> _Job_
Copy out only the lines running from the one that contains "Exercise. Mark the freezer" through the end of the listing. Pictures stay out.

Records of labeled points
## START

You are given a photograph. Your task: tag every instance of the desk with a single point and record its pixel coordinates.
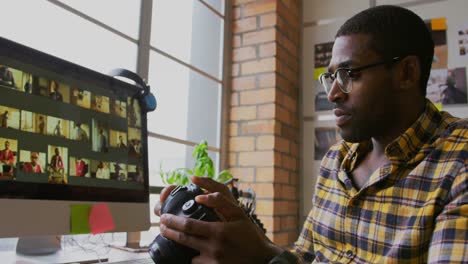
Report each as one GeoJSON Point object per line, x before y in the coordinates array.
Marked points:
{"type": "Point", "coordinates": [72, 255]}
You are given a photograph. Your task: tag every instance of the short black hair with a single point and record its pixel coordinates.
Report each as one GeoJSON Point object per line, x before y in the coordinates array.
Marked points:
{"type": "Point", "coordinates": [395, 31]}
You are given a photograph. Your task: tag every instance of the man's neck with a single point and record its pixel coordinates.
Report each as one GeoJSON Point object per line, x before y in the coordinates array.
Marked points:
{"type": "Point", "coordinates": [406, 120]}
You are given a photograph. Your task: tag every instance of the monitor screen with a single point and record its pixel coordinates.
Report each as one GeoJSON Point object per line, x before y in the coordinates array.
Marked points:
{"type": "Point", "coordinates": [68, 135]}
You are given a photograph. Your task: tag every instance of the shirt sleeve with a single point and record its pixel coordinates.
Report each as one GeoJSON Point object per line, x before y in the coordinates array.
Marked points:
{"type": "Point", "coordinates": [449, 242]}
{"type": "Point", "coordinates": [303, 248]}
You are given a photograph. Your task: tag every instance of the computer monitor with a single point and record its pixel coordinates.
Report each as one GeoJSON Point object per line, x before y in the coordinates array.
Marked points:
{"type": "Point", "coordinates": [68, 135]}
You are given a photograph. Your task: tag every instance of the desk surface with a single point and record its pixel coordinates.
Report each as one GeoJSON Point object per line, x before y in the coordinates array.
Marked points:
{"type": "Point", "coordinates": [73, 255]}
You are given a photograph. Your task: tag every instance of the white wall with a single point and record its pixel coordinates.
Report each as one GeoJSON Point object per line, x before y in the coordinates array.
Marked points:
{"type": "Point", "coordinates": [321, 20]}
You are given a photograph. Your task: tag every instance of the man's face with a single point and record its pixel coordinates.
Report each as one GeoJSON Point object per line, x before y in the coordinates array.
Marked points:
{"type": "Point", "coordinates": [365, 112]}
{"type": "Point", "coordinates": [34, 158]}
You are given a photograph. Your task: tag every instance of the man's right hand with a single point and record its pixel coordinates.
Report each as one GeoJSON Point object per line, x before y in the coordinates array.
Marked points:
{"type": "Point", "coordinates": [236, 239]}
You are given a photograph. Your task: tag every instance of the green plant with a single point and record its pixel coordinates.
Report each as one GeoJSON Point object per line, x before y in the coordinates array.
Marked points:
{"type": "Point", "coordinates": [203, 167]}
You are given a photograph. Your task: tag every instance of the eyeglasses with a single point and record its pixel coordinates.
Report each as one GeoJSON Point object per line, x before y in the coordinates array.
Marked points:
{"type": "Point", "coordinates": [344, 76]}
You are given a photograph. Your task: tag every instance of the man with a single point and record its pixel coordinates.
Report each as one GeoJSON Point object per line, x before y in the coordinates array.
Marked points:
{"type": "Point", "coordinates": [80, 133]}
{"type": "Point", "coordinates": [121, 143]}
{"type": "Point", "coordinates": [7, 159]}
{"type": "Point", "coordinates": [102, 141]}
{"type": "Point", "coordinates": [394, 191]}
{"type": "Point", "coordinates": [58, 129]}
{"type": "Point", "coordinates": [33, 166]}
{"type": "Point", "coordinates": [4, 119]}
{"type": "Point", "coordinates": [6, 77]}
{"type": "Point", "coordinates": [80, 167]}
{"type": "Point", "coordinates": [56, 162]}
{"type": "Point", "coordinates": [55, 91]}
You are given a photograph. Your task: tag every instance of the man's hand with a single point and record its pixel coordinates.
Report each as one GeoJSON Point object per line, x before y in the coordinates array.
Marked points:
{"type": "Point", "coordinates": [237, 240]}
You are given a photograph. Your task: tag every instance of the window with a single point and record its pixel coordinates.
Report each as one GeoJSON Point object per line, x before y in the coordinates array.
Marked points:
{"type": "Point", "coordinates": [184, 40]}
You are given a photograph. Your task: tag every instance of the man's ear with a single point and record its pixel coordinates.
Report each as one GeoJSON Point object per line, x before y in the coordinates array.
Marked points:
{"type": "Point", "coordinates": [409, 73]}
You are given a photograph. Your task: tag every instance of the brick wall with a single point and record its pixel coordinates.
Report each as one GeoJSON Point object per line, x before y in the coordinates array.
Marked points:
{"type": "Point", "coordinates": [264, 119]}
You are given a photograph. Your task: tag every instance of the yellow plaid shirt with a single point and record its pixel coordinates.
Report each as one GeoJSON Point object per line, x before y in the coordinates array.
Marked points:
{"type": "Point", "coordinates": [413, 210]}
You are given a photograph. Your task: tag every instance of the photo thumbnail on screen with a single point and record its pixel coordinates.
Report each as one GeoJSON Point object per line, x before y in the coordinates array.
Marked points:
{"type": "Point", "coordinates": [80, 167]}
{"type": "Point", "coordinates": [135, 173]}
{"type": "Point", "coordinates": [11, 78]}
{"type": "Point", "coordinates": [79, 131]}
{"type": "Point", "coordinates": [57, 167]}
{"type": "Point", "coordinates": [8, 157]}
{"type": "Point", "coordinates": [100, 170]}
{"type": "Point", "coordinates": [133, 112]}
{"type": "Point", "coordinates": [119, 108]}
{"type": "Point", "coordinates": [118, 171]}
{"type": "Point", "coordinates": [32, 161]}
{"type": "Point", "coordinates": [58, 127]}
{"type": "Point", "coordinates": [59, 91]}
{"type": "Point", "coordinates": [134, 142]}
{"type": "Point", "coordinates": [81, 98]}
{"type": "Point", "coordinates": [100, 103]}
{"type": "Point", "coordinates": [118, 139]}
{"type": "Point", "coordinates": [100, 140]}
{"type": "Point", "coordinates": [9, 117]}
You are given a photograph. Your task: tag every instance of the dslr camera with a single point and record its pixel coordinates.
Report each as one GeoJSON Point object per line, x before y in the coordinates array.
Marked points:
{"type": "Point", "coordinates": [180, 202]}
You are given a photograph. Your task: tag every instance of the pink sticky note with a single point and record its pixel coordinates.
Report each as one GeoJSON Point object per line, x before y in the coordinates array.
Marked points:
{"type": "Point", "coordinates": [100, 219]}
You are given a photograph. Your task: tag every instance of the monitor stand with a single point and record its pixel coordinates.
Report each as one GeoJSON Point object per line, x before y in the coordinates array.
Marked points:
{"type": "Point", "coordinates": [38, 245]}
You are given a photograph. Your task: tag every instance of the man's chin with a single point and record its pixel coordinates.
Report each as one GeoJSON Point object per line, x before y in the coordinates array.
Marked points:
{"type": "Point", "coordinates": [351, 136]}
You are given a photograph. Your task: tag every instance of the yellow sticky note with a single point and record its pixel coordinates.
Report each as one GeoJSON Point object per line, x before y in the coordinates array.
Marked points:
{"type": "Point", "coordinates": [79, 218]}
{"type": "Point", "coordinates": [439, 23]}
{"type": "Point", "coordinates": [319, 71]}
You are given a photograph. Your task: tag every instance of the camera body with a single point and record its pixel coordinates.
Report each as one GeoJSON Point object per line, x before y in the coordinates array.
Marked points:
{"type": "Point", "coordinates": [181, 202]}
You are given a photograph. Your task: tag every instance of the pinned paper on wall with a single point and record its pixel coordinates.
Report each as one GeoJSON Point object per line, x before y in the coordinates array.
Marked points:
{"type": "Point", "coordinates": [319, 71]}
{"type": "Point", "coordinates": [438, 29]}
{"type": "Point", "coordinates": [462, 33]}
{"type": "Point", "coordinates": [79, 218]}
{"type": "Point", "coordinates": [100, 219]}
{"type": "Point", "coordinates": [322, 58]}
{"type": "Point", "coordinates": [439, 23]}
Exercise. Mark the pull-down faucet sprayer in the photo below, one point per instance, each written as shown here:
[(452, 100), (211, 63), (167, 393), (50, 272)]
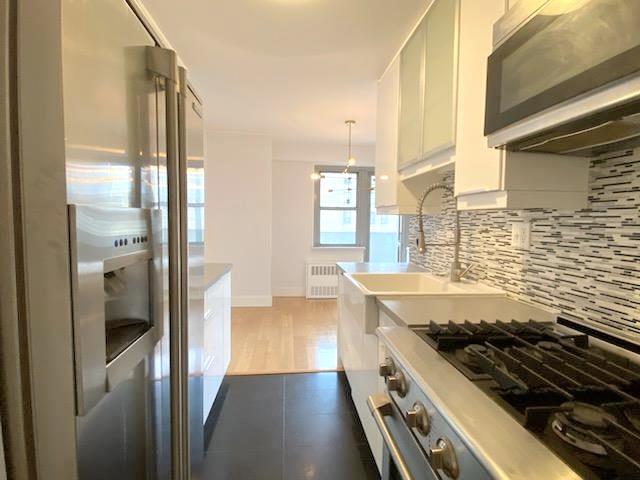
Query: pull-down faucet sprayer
[(455, 274)]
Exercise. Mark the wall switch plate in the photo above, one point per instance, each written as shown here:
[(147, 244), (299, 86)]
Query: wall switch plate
[(521, 235)]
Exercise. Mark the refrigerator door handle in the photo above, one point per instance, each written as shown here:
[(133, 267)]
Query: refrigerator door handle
[(184, 256), (163, 62)]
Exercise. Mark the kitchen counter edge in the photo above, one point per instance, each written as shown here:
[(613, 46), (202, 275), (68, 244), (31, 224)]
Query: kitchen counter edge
[(214, 272)]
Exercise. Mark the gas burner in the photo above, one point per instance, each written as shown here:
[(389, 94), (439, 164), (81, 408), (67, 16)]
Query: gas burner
[(577, 422), (474, 350), (587, 415)]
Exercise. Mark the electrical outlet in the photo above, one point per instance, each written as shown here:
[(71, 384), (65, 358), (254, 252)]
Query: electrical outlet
[(521, 235)]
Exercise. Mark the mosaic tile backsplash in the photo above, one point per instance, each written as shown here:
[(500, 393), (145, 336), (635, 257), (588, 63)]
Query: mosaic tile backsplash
[(583, 263)]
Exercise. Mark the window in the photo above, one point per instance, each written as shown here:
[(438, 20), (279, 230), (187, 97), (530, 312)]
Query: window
[(345, 215)]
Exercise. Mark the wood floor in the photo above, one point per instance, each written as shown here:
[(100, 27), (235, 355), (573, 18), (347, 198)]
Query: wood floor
[(295, 335)]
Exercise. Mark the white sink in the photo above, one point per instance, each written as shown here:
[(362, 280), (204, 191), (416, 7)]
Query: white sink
[(379, 284)]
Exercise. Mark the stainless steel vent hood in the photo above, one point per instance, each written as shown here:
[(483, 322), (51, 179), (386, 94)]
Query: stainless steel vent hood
[(596, 135), (564, 78)]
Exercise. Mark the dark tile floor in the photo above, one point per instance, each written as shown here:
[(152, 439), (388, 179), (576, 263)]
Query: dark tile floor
[(287, 427)]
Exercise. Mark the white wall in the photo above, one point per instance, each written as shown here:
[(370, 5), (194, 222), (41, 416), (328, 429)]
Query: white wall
[(293, 164), (238, 212)]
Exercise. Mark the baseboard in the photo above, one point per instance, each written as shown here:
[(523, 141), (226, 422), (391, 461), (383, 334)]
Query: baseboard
[(252, 301), (289, 291)]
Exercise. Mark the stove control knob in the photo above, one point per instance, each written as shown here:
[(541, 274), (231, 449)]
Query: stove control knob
[(443, 457), (387, 368), (418, 418), (397, 383)]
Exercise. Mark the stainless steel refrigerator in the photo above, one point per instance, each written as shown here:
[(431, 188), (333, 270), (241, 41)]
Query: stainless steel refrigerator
[(135, 194)]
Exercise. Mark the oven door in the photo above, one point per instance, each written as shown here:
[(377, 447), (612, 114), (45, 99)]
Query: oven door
[(403, 458), (565, 49)]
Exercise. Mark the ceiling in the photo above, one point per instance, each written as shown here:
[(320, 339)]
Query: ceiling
[(291, 69)]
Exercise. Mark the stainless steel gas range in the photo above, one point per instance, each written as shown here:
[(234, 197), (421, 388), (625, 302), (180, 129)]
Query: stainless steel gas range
[(508, 400)]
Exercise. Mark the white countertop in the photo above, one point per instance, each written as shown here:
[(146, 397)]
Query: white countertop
[(506, 449), (366, 267), (213, 272)]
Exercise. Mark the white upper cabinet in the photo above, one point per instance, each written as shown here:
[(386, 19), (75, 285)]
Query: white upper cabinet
[(411, 76), (428, 74), (440, 76)]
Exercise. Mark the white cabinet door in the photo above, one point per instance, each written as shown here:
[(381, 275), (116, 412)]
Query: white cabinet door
[(478, 167), (411, 81), (387, 136), (440, 84), (359, 355)]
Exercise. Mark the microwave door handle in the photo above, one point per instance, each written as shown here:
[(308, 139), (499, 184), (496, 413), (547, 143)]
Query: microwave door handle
[(379, 406), (184, 253), (163, 63)]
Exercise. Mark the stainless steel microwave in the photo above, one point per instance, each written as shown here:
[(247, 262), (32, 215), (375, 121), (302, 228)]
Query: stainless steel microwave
[(564, 77)]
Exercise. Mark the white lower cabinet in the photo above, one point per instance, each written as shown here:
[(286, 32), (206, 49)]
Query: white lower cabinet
[(217, 339), (358, 352)]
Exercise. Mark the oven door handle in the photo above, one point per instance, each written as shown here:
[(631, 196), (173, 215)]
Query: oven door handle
[(380, 406)]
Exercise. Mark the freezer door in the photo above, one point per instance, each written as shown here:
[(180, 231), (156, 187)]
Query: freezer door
[(112, 160), (195, 230)]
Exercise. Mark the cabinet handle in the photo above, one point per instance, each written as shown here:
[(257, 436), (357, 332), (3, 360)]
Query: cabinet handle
[(379, 406)]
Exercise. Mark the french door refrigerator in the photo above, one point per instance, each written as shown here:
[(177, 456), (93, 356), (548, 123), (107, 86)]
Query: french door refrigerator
[(134, 183)]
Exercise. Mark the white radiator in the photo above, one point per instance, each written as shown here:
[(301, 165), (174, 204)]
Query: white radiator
[(322, 280)]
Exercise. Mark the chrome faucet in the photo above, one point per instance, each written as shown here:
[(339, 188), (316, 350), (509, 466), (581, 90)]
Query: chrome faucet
[(455, 274)]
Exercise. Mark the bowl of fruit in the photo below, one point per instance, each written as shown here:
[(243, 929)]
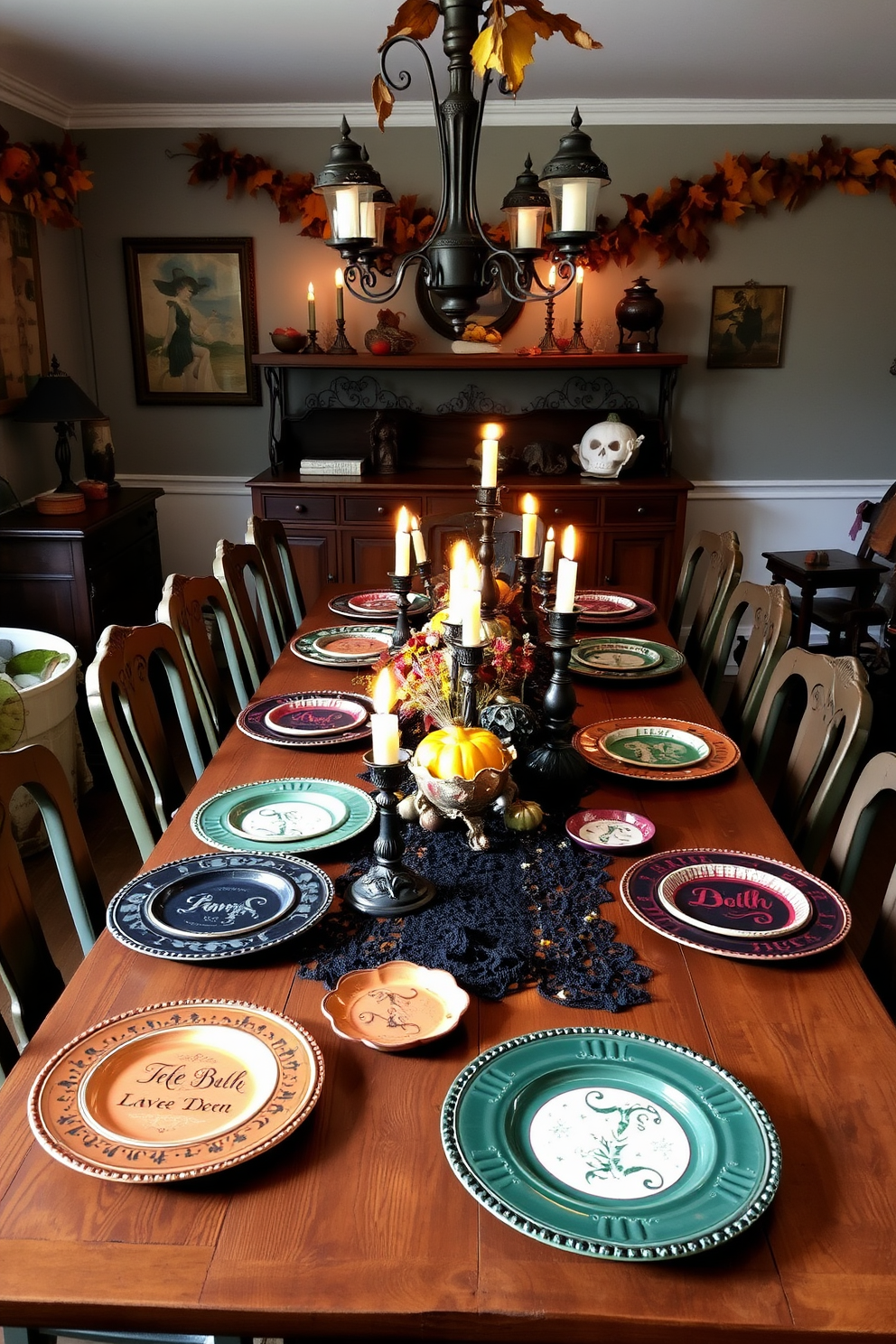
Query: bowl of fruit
[(288, 341)]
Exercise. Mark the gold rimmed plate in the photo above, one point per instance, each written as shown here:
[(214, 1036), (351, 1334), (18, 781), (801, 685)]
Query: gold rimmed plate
[(176, 1090)]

## END

> _Right answer_
Exercise. Mark the freezer door in the photo above, one point per instance, each written as shown here:
[(180, 231), (156, 187)]
Query: freezer door
[(112, 160), (195, 230)]
Exercise. Mark the cabinet handle in the photo above, one point per instance, each written as shown here:
[(257, 436), (357, 332), (3, 360)]
Query: cabinet handle
[(379, 406)]
Exercise. Mark the french door refrigerator in the photo above, one point per instance, each written as shown here:
[(177, 456), (93, 356), (548, 123), (107, 86)]
Query: french door refrigerator
[(134, 183)]
Exercise. Mark the white radiator in the photo above, one point per instance, each written as shown here:
[(301, 165), (174, 204)]
Query: white radiator
[(322, 280)]
Exercise. Mark the chrome faucet in the photo above, one point per instance, each written as shown here:
[(339, 188), (316, 350), (509, 466), (581, 90)]
Query: chrome faucet
[(455, 274)]
Exercise. Mark the bowl of fruit in the photo below, one point per instance, each written as shown here:
[(243, 929)]
Query: bowl of fruit
[(288, 341)]
Exercise. Mark the gold rimmed plate in the photo above, one point per instance, each written as shown here:
[(214, 1036), (351, 1334), (18, 781), (801, 685)]
Query: gold rimmed plate
[(176, 1090)]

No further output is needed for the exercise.